▶ Dataset records
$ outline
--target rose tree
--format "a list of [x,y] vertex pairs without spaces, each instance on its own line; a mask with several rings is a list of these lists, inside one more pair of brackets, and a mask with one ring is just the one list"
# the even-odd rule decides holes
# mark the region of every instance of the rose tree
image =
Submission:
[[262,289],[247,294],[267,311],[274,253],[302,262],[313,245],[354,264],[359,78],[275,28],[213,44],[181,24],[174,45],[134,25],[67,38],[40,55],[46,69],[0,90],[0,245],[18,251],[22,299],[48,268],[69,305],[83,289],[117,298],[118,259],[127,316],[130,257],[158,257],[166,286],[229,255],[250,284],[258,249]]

▶ What the task requires
Count the lines of the data that contain the word "rose", and give only that number.

▶ Task solution
2